> _Task to carry out_: Output the records from the line containing "Where can the traffic light pole" through the line containing "<point>216,139</point>" as a Markdown table with the columns Row and Line. Number the rows in the Row column, put each line's text in the Line column, and leave out blank lines.

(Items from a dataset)
%%

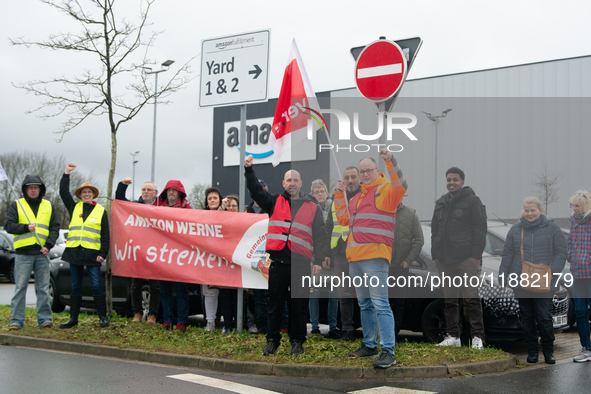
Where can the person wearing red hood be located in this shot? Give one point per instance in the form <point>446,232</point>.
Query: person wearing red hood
<point>174,196</point>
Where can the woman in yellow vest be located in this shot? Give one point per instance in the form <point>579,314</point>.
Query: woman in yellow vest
<point>87,246</point>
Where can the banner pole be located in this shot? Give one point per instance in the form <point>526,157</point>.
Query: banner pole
<point>241,196</point>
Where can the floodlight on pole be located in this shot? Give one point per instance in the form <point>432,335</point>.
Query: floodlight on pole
<point>165,66</point>
<point>435,119</point>
<point>133,175</point>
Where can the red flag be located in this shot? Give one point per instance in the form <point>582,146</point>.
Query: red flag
<point>291,116</point>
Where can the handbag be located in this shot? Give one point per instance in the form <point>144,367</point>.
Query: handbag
<point>539,276</point>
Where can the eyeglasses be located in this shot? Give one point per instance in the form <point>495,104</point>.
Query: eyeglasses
<point>367,172</point>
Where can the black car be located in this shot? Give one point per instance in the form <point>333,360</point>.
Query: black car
<point>60,287</point>
<point>423,307</point>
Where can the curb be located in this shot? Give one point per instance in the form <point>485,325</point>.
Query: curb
<point>256,368</point>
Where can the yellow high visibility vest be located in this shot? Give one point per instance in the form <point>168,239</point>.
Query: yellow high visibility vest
<point>41,220</point>
<point>85,233</point>
<point>338,231</point>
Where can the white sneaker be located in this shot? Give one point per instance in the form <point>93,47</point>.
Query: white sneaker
<point>451,341</point>
<point>476,343</point>
<point>584,356</point>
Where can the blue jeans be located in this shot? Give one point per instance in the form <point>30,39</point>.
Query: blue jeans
<point>23,265</point>
<point>370,280</point>
<point>182,302</point>
<point>94,273</point>
<point>582,300</point>
<point>314,306</point>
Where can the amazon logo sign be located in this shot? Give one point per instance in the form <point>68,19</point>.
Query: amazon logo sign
<point>257,143</point>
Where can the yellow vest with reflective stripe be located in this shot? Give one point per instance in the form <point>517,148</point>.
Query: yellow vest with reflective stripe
<point>338,231</point>
<point>41,221</point>
<point>85,233</point>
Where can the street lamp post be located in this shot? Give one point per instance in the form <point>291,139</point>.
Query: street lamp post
<point>434,119</point>
<point>165,66</point>
<point>133,175</point>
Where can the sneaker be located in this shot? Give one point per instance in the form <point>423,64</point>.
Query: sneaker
<point>297,348</point>
<point>334,334</point>
<point>386,360</point>
<point>271,348</point>
<point>364,351</point>
<point>477,343</point>
<point>451,341</point>
<point>348,335</point>
<point>584,356</point>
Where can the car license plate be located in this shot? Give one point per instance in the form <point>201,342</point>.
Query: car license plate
<point>560,320</point>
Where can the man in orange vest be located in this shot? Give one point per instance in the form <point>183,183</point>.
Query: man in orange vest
<point>296,233</point>
<point>371,218</point>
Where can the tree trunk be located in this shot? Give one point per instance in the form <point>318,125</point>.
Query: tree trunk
<point>108,275</point>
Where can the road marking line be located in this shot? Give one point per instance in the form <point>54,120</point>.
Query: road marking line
<point>221,384</point>
<point>391,390</point>
<point>378,71</point>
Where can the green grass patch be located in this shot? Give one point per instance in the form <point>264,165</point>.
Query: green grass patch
<point>123,333</point>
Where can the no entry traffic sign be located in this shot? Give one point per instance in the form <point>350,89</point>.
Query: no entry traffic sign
<point>380,70</point>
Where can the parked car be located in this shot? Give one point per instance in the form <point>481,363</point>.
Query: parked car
<point>60,287</point>
<point>423,308</point>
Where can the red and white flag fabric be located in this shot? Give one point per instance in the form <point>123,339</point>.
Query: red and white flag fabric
<point>3,176</point>
<point>291,116</point>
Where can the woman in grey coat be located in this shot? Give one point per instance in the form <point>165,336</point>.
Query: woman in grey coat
<point>543,242</point>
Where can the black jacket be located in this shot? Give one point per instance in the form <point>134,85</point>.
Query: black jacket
<point>12,225</point>
<point>80,255</point>
<point>458,227</point>
<point>267,202</point>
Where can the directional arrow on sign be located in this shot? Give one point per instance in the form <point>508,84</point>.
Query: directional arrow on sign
<point>257,71</point>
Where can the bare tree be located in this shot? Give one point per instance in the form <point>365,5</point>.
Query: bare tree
<point>547,187</point>
<point>18,164</point>
<point>197,195</point>
<point>106,91</point>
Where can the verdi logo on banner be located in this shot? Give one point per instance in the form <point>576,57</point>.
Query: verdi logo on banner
<point>257,143</point>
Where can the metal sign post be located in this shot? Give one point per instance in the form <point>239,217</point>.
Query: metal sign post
<point>234,70</point>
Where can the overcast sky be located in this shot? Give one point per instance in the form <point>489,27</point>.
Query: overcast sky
<point>458,36</point>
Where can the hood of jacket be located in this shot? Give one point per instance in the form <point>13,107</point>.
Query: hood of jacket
<point>33,180</point>
<point>176,185</point>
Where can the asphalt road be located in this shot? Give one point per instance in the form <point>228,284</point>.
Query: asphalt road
<point>25,370</point>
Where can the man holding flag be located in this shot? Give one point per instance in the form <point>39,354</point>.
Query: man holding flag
<point>370,216</point>
<point>34,225</point>
<point>296,233</point>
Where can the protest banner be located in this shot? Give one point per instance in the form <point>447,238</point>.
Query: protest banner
<point>185,245</point>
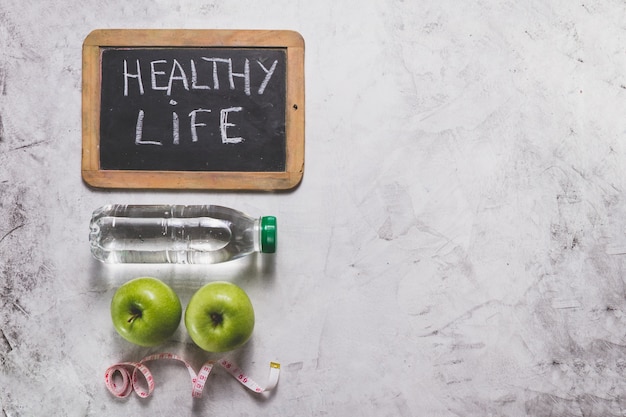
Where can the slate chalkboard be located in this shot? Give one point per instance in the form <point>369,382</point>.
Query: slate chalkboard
<point>193,109</point>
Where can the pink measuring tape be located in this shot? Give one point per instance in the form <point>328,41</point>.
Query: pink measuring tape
<point>123,378</point>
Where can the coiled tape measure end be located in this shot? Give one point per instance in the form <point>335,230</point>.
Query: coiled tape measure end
<point>121,379</point>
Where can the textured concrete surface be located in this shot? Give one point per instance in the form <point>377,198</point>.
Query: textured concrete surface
<point>457,246</point>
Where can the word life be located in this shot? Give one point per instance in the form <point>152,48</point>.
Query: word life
<point>206,74</point>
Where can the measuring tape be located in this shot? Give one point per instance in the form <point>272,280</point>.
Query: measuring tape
<point>123,378</point>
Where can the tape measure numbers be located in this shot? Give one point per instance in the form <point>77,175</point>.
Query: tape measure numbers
<point>123,378</point>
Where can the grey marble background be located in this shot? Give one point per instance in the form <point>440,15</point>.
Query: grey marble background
<point>457,246</point>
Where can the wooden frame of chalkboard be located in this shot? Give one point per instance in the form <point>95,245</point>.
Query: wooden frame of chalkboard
<point>169,109</point>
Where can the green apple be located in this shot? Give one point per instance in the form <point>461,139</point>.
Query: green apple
<point>219,317</point>
<point>145,311</point>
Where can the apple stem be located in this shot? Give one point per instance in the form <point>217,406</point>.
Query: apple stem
<point>136,315</point>
<point>216,318</point>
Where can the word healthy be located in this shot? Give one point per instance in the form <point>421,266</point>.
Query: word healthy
<point>166,75</point>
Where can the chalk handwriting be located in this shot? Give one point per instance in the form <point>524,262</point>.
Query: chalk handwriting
<point>165,75</point>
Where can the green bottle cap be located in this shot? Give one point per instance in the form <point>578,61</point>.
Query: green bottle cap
<point>268,234</point>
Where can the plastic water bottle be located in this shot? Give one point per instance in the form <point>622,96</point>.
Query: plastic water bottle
<point>201,234</point>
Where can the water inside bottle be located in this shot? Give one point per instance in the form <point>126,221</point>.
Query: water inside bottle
<point>171,234</point>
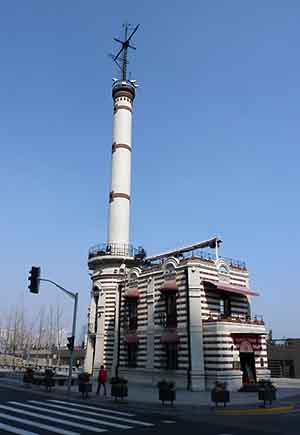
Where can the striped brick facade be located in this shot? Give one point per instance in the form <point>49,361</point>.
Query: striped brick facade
<point>221,337</point>
<point>209,345</point>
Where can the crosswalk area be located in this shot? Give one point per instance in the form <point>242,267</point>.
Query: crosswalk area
<point>34,417</point>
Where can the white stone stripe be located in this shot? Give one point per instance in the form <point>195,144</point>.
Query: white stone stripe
<point>56,420</point>
<point>93,408</point>
<point>13,429</point>
<point>77,417</point>
<point>112,417</point>
<point>40,425</point>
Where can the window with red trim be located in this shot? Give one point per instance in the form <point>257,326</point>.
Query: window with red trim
<point>172,356</point>
<point>171,311</point>
<point>132,313</point>
<point>132,354</point>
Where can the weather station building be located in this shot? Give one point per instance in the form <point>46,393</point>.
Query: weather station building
<point>183,315</point>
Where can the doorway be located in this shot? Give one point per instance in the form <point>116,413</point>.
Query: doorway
<point>248,367</point>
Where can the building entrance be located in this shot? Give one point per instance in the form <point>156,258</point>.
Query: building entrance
<point>248,367</point>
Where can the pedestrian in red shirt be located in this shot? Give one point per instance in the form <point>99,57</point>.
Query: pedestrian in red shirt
<point>102,378</point>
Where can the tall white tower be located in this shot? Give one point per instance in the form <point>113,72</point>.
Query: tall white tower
<point>109,261</point>
<point>123,93</point>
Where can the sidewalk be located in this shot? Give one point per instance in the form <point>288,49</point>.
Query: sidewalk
<point>288,393</point>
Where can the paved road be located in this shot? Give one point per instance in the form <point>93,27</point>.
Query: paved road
<point>31,413</point>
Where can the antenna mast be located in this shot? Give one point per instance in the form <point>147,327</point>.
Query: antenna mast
<point>121,58</point>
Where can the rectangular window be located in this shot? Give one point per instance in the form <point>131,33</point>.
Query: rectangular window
<point>172,356</point>
<point>132,314</point>
<point>132,355</point>
<point>225,306</point>
<point>171,320</point>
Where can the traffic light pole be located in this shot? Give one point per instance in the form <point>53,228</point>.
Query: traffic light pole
<point>72,350</point>
<point>75,297</point>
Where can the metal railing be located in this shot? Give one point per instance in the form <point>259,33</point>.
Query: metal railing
<point>238,318</point>
<point>115,249</point>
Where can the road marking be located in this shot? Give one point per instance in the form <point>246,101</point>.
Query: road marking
<point>56,420</point>
<point>77,417</point>
<point>9,428</point>
<point>92,408</point>
<point>40,425</point>
<point>126,420</point>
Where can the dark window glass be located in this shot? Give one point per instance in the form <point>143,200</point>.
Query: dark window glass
<point>172,357</point>
<point>132,355</point>
<point>132,314</point>
<point>171,320</point>
<point>225,306</point>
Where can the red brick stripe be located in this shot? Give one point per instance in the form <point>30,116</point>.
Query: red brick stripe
<point>116,108</point>
<point>114,195</point>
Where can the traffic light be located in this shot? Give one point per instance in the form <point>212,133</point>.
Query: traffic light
<point>70,344</point>
<point>34,279</point>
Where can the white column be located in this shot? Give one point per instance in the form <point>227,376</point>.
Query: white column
<point>100,331</point>
<point>150,326</point>
<point>196,330</point>
<point>119,207</point>
<point>88,361</point>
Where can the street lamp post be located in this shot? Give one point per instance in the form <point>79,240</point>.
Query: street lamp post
<point>74,296</point>
<point>35,279</point>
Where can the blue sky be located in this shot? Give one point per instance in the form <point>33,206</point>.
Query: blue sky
<point>216,139</point>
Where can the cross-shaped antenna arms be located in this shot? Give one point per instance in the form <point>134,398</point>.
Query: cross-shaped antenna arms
<point>122,61</point>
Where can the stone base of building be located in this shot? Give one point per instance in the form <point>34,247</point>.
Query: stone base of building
<point>263,374</point>
<point>197,381</point>
<point>233,379</point>
<point>152,377</point>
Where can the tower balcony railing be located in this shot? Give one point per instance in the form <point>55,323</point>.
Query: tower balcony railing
<point>236,318</point>
<point>113,249</point>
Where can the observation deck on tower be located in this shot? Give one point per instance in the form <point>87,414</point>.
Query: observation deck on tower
<point>123,85</point>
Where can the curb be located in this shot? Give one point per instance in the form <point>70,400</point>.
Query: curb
<point>258,411</point>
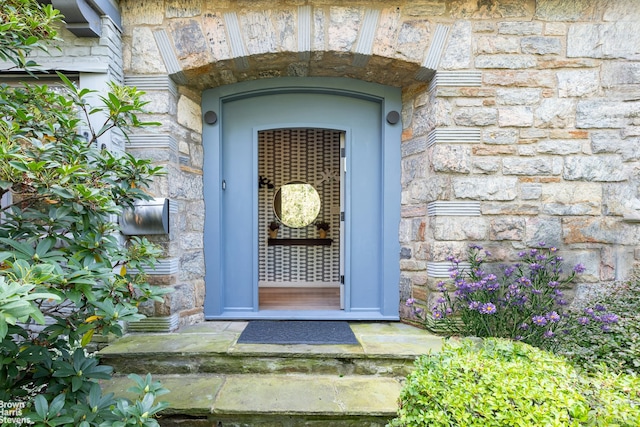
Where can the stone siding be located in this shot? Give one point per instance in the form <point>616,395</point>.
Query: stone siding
<point>522,117</point>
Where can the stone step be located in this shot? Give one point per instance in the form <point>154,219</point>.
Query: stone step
<point>273,399</point>
<point>384,349</point>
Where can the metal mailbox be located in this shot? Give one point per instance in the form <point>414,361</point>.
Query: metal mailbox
<point>146,217</point>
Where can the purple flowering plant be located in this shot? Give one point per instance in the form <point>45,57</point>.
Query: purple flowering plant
<point>523,301</point>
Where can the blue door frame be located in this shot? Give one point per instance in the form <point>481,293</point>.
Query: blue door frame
<point>372,211</point>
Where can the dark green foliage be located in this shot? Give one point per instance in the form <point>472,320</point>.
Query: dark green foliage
<point>61,256</point>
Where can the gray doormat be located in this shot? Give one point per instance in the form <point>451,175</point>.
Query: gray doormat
<point>297,332</point>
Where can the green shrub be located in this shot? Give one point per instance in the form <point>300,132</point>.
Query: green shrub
<point>617,345</point>
<point>499,382</point>
<point>61,257</point>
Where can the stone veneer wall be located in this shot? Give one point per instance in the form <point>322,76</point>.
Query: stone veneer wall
<point>520,117</point>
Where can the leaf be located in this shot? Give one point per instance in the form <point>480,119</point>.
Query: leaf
<point>57,404</point>
<point>42,407</point>
<point>4,328</point>
<point>86,338</point>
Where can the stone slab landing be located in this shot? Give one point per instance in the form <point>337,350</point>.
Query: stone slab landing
<point>214,381</point>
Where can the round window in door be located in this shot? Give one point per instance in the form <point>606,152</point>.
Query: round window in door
<point>296,204</point>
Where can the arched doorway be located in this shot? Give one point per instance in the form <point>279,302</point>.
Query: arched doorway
<point>235,232</point>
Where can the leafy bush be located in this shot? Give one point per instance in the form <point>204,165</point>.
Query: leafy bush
<point>616,344</point>
<point>499,382</point>
<point>61,257</point>
<point>523,301</point>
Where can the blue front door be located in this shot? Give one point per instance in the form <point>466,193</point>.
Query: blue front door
<point>370,171</point>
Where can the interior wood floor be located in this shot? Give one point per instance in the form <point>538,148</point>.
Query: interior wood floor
<point>299,298</point>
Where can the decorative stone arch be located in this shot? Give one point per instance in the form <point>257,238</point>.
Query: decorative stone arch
<point>198,50</point>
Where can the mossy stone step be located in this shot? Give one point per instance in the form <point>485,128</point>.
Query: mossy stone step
<point>274,399</point>
<point>386,349</point>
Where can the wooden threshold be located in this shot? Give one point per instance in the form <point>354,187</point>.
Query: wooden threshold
<point>294,298</point>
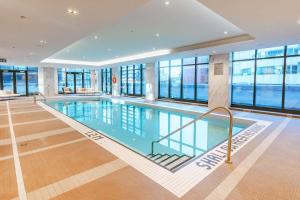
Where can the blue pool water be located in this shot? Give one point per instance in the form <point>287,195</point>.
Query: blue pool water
<point>137,126</point>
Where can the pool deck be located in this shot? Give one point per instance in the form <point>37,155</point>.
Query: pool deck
<point>41,157</point>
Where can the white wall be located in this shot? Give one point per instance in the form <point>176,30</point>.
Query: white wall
<point>219,85</point>
<point>47,81</point>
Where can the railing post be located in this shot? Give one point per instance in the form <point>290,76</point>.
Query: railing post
<point>34,98</point>
<point>229,137</point>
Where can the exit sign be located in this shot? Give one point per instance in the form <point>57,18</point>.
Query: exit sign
<point>2,60</point>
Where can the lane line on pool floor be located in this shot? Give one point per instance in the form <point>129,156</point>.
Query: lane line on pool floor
<point>178,183</point>
<point>233,179</point>
<point>18,169</point>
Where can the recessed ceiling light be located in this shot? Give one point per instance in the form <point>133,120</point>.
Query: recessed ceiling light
<point>43,42</point>
<point>111,61</point>
<point>72,11</point>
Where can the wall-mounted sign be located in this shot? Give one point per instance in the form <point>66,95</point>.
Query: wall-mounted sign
<point>218,68</point>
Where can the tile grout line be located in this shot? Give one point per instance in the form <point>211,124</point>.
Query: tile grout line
<point>232,180</point>
<point>18,170</point>
<point>44,148</point>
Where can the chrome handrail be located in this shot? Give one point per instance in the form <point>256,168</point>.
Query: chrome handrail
<point>200,117</point>
<point>39,93</point>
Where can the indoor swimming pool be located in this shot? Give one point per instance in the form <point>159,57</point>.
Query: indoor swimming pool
<point>137,126</point>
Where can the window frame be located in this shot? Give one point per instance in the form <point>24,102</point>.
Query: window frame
<point>135,67</point>
<point>282,109</point>
<point>181,99</point>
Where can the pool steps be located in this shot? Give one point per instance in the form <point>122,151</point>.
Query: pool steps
<point>170,162</point>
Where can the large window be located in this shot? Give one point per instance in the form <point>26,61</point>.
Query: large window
<point>184,79</point>
<point>106,80</point>
<point>19,79</point>
<point>267,78</point>
<point>74,79</point>
<point>132,80</point>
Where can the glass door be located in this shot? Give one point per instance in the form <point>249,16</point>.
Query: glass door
<point>8,81</point>
<point>20,83</point>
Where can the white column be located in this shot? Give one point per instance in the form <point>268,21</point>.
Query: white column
<point>116,87</point>
<point>150,82</point>
<point>218,84</point>
<point>93,80</point>
<point>47,83</point>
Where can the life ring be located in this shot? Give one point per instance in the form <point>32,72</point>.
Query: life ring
<point>114,80</point>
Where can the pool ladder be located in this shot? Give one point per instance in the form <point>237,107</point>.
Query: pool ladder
<point>44,98</point>
<point>159,159</point>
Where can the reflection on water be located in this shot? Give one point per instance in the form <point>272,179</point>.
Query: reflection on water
<point>136,126</point>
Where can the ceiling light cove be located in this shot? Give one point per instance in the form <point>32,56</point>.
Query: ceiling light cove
<point>109,62</point>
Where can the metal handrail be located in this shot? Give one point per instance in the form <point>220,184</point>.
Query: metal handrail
<point>39,93</point>
<point>200,117</point>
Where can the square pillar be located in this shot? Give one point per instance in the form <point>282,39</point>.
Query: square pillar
<point>47,81</point>
<point>219,81</point>
<point>150,82</point>
<point>116,87</point>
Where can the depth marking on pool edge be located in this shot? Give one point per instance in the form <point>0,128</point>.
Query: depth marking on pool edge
<point>183,180</point>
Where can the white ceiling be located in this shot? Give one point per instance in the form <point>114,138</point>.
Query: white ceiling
<point>183,22</point>
<point>48,20</point>
<point>178,24</point>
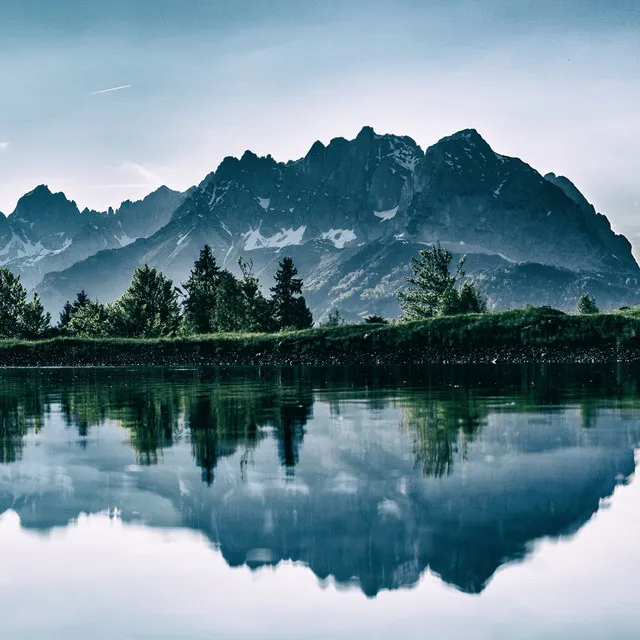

%%

> _Solution to this task_:
| Row | Line |
|---|---|
| 1 | Where can the traffic light pole be located in this shot? Give one point per instance in the form <point>53,228</point>. |
| 2 | Query: traffic light pole |
| 3 | <point>72,350</point> |
| 4 | <point>75,297</point> |
| 5 | Where can the metal railing be located in this shot? Give one point per instance in the form <point>259,33</point>. |
| 6 | Query: metal railing |
| 7 | <point>238,318</point> |
| 8 | <point>115,249</point> |
| 9 | Where can the road marking be located in this shot? Give one point per instance in the form <point>246,101</point>. |
| 10 | Query: road marking |
| 11 | <point>56,420</point> |
| 12 | <point>77,417</point> |
| 13 | <point>9,428</point> |
| 14 | <point>92,408</point> |
| 15 | <point>40,425</point> |
| 16 | <point>126,420</point> |
| 17 | Where can the dark window glass be located in this shot? Give one point per instance in the form <point>143,200</point>. |
| 18 | Query: dark window glass |
| 19 | <point>172,357</point> |
| 20 | <point>132,355</point> |
| 21 | <point>132,314</point> |
| 22 | <point>171,320</point> |
| 23 | <point>225,306</point> |
| 24 | Where can the red brick stripe be located in this shot? Give one point per instance in the form <point>30,116</point>. |
| 25 | Query: red brick stripe |
| 26 | <point>116,108</point> |
| 27 | <point>114,195</point> |
| 28 | Where can the traffic light be located in this shot? Give one point per instance in the form <point>212,133</point>. |
| 29 | Query: traffic light |
| 30 | <point>70,344</point> |
| 31 | <point>34,279</point> |
| 32 | Where can the white column be located in this shot? Give one point per instance in the form <point>227,376</point>. |
| 33 | Query: white column |
| 34 | <point>100,331</point> |
| 35 | <point>150,326</point> |
| 36 | <point>196,330</point> |
| 37 | <point>119,207</point> |
| 38 | <point>88,361</point> |
| 39 | Where can the street lamp post be located in this shot? Give one point per instance in the form <point>79,240</point>. |
| 40 | Query: street lamp post |
| 41 | <point>74,296</point> |
| 42 | <point>35,279</point> |
| 43 | Where can the blue sky be located in this shot? Give one point per instance in the form <point>33,206</point>. |
| 44 | Query: blue sky |
| 45 | <point>216,139</point> |